→ Written problem
Swap every occurrence of "noun phrase" for "target phrase" in the lines below, changing nothing else, and leave the pictures out of your answer.

→ Recorded data
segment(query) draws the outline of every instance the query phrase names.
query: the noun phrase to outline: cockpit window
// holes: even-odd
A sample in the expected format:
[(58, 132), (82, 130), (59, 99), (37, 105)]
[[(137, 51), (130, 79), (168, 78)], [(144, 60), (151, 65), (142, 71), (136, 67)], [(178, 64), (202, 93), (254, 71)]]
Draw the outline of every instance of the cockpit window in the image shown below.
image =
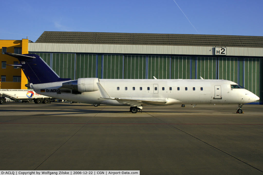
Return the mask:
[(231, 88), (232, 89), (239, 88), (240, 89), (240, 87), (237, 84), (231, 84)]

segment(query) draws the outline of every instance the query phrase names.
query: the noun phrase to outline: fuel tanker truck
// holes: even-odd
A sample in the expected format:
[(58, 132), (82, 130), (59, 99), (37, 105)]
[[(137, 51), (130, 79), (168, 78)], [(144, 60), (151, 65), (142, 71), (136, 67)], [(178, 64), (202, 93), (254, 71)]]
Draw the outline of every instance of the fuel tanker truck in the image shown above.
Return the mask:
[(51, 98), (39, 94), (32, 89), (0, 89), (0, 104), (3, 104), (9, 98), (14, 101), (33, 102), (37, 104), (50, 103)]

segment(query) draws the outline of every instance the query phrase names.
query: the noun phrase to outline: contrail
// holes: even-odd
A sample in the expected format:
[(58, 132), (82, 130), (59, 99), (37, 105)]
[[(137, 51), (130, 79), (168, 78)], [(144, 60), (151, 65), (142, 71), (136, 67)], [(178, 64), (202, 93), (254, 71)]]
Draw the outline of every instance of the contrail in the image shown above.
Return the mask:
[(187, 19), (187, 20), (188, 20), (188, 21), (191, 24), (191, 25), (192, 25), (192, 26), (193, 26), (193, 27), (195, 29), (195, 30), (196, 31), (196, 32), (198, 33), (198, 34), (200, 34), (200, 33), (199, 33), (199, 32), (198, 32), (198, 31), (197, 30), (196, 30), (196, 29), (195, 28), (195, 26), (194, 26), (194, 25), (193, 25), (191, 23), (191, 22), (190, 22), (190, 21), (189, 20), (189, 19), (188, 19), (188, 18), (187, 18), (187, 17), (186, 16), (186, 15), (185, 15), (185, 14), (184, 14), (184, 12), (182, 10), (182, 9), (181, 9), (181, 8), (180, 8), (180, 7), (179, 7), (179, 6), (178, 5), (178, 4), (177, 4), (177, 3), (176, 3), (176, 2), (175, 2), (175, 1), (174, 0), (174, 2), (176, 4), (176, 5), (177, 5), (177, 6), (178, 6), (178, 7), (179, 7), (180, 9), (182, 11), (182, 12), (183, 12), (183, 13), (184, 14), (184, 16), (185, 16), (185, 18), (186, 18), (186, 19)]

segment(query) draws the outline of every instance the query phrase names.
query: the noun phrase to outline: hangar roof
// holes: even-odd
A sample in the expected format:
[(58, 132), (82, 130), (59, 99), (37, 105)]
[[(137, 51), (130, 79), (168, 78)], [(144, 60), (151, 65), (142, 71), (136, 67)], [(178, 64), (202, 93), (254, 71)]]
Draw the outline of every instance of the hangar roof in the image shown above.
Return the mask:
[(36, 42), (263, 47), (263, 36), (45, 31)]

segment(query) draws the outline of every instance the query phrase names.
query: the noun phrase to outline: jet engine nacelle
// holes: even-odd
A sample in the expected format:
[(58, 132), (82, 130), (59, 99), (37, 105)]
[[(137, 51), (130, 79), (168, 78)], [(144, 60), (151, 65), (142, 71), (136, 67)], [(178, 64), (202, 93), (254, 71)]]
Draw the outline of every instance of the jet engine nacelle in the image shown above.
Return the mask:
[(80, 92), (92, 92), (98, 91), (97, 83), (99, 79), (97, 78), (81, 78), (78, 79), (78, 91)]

→ In response
segment(query) draws the outline of every instance the query phrase names.
query: the target phrase to outline: cockpit window
// holes: even-odd
A sample in the expected format:
[(58, 132), (82, 130), (59, 99), (37, 105)]
[[(137, 51), (130, 79), (168, 78)], [(144, 60), (151, 65), (142, 71), (136, 67)], [(178, 64), (202, 93), (254, 71)]]
Draw the outline of every instance of the cockpit window in the image shown below.
image =
Return the mask:
[(231, 88), (232, 89), (239, 88), (240, 89), (240, 87), (237, 84), (231, 84)]

segment(query) draws the outline of every instance the query phrase names.
query: the target phrase to outline: fuel tanker truck
// holes: even-odd
A sample in the expected format:
[(58, 132), (82, 130), (59, 99), (37, 105)]
[[(137, 51), (130, 79), (168, 78)], [(144, 60), (151, 65), (142, 71), (136, 67)], [(178, 64), (202, 93), (254, 71)]]
Draw the outline of every instance of the fuel tanker truck in the image shown above.
Return the mask:
[(51, 98), (39, 94), (32, 89), (0, 89), (0, 104), (3, 104), (9, 98), (14, 101), (33, 102), (37, 104), (50, 103)]

segment(query) draws the outline of every instance the query phrase names.
query: the target phrase to outline: contrail
// holes: even-odd
A sample in the expected format:
[(58, 132), (82, 130), (59, 99), (37, 105)]
[[(137, 51), (130, 79), (168, 78)], [(144, 60), (151, 65), (142, 71), (136, 67)], [(178, 64), (202, 93), (254, 71)]]
Draw the outline of every instance of the contrail in the image shown above.
Return the mask:
[(187, 19), (187, 20), (188, 20), (188, 21), (191, 24), (191, 25), (192, 25), (192, 26), (193, 26), (193, 27), (195, 29), (195, 30), (196, 31), (196, 32), (198, 33), (198, 34), (200, 34), (200, 33), (199, 33), (199, 32), (198, 32), (198, 31), (197, 30), (196, 30), (196, 29), (195, 28), (195, 26), (194, 26), (194, 25), (193, 25), (191, 23), (191, 22), (190, 22), (190, 21), (189, 20), (189, 19), (188, 19), (188, 18), (187, 18), (187, 17), (186, 16), (186, 15), (185, 15), (185, 14), (184, 14), (184, 12), (182, 10), (182, 9), (181, 9), (181, 8), (180, 8), (180, 7), (179, 7), (179, 6), (178, 5), (178, 4), (177, 4), (177, 3), (176, 3), (176, 2), (175, 2), (175, 1), (174, 0), (174, 2), (176, 4), (176, 5), (177, 5), (177, 6), (178, 6), (178, 7), (179, 7), (180, 9), (182, 11), (182, 12), (183, 12), (183, 13), (184, 14), (184, 16), (185, 16), (185, 18), (186, 18), (186, 19)]

segment(query) draws the outline of every instance the query phrase names.
query: the target phrase to outline: hangar roof
// holes: even-odd
A sample in the expected format:
[(58, 132), (82, 130), (59, 99), (37, 105)]
[[(137, 51), (130, 79), (168, 78)], [(144, 60), (151, 65), (142, 71), (136, 67)], [(178, 64), (202, 93), (254, 71)]]
Draw the outline of every instance of the hangar roof in the image shown above.
Return the mask:
[(36, 42), (263, 47), (263, 36), (45, 31)]

segment(query) draws the outline of every instance the query phrase names.
query: the target phrase to outline: jet engine nacelle
// holes: even-odd
A sample in the expected format:
[(58, 132), (82, 130), (59, 99), (37, 105)]
[[(137, 51), (130, 79), (168, 78)], [(144, 60), (151, 65), (142, 71), (136, 67)], [(178, 64), (202, 93), (254, 71)]]
Draw the outline of every instance of the jet engine nacelle in the image shown above.
Return the mask:
[(80, 92), (92, 92), (98, 91), (97, 83), (99, 79), (97, 78), (81, 78), (78, 79), (78, 91)]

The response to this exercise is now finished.